GIVEN REQUEST
Word for word, restate every line of the listing that follows.

GIVEN DATA
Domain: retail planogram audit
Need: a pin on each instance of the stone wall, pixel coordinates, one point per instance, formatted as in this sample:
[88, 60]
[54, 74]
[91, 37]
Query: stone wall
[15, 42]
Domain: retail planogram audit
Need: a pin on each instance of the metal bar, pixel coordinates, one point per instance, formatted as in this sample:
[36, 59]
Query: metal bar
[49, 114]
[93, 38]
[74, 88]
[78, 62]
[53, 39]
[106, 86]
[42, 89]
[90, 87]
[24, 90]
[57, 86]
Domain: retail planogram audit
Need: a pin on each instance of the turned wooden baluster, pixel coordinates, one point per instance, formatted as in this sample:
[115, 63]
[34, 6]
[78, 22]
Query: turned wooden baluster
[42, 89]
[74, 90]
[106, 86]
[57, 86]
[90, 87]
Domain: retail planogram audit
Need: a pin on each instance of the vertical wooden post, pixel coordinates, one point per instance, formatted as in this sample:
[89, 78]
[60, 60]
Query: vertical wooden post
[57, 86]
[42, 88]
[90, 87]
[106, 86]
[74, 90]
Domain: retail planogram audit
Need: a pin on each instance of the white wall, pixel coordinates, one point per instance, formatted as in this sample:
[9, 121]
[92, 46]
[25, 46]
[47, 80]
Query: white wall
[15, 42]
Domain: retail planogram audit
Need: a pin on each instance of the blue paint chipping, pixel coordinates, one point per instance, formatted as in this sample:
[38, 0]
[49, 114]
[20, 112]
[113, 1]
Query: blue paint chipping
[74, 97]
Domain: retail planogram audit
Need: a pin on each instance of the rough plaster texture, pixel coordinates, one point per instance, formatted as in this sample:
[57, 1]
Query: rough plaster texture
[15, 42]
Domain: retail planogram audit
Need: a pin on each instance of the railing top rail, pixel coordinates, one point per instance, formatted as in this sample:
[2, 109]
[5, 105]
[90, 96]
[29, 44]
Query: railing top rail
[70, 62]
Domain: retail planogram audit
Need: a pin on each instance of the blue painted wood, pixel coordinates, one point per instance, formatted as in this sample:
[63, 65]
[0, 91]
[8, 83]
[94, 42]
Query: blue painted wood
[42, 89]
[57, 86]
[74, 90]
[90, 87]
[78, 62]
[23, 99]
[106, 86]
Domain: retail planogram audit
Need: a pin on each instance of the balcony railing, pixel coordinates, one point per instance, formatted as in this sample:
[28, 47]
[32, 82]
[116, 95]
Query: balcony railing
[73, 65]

RESPONSE TO THIS TASK
Domain: retail planogram audit
Need: a pin on each instance of the stone wall, pixel coordinates, one point per instance, formatted as in this sample:
[88, 60]
[54, 74]
[91, 37]
Query: stone wall
[15, 42]
Domain: retail planogram audit
Need: a pin on each instance of the metal bar, pixel coordinates, one point per instance, formatted as in this sample:
[36, 59]
Query: metal bar
[49, 114]
[93, 38]
[74, 88]
[78, 62]
[53, 39]
[106, 86]
[42, 89]
[90, 87]
[24, 90]
[57, 86]
Domain: retail planogram audit
Need: a pin on each instance of the turned wooden baluster, pixel coordinates, one point per instance, formatted as in this sample:
[115, 63]
[34, 6]
[78, 22]
Query: turned wooden baluster
[42, 89]
[74, 90]
[106, 86]
[57, 86]
[90, 87]
Domain: retail planogram audit
Need: a pin on each instance of the vertical wooden post, pixel coordinates, one point per instance, formatted as in this sample:
[89, 78]
[60, 60]
Query: vertical wooden post
[57, 86]
[42, 88]
[90, 87]
[106, 86]
[74, 90]
Domain: retail planogram audit
Need: a pin on each instance of the white wall, pixel coordinates, one point per instance, formatted as in this sample:
[9, 121]
[92, 46]
[25, 46]
[47, 80]
Query: white wall
[15, 42]
Domain: retail planogram audit
Need: a pin on each instance of the blue paint chipping, pixel coordinates, one point per instance, formatted as in this sample:
[38, 0]
[49, 114]
[20, 112]
[113, 1]
Query: blue paint chipping
[74, 97]
Domain: retail planogram audit
Need: a pin on each instance of the rough plaster texture, pixel coordinates, one point per instance, formatted as in this sample:
[57, 1]
Query: rough plaster texture
[15, 42]
Domain: retail planogram audit
Need: a pin on each instance of the railing top rail, pixel coordinates, one point per instance, formatted as in this sample:
[2, 109]
[5, 105]
[90, 96]
[29, 44]
Query: railing top rail
[70, 62]
Domain: retail planogram audit
Need: a pin on each instance of the blue painted wood, pixel coordinates, one point per instance, formatted as in this sample:
[63, 65]
[0, 91]
[8, 83]
[94, 42]
Query: blue painted wood
[42, 89]
[57, 86]
[74, 90]
[90, 87]
[78, 62]
[23, 99]
[106, 86]
Domain: retail planogram audit
Need: a pin on each instance of the balcony railing, pixel coordinates, one point per instance, formatted as in this sample:
[28, 47]
[32, 82]
[116, 95]
Query: balcony railing
[73, 65]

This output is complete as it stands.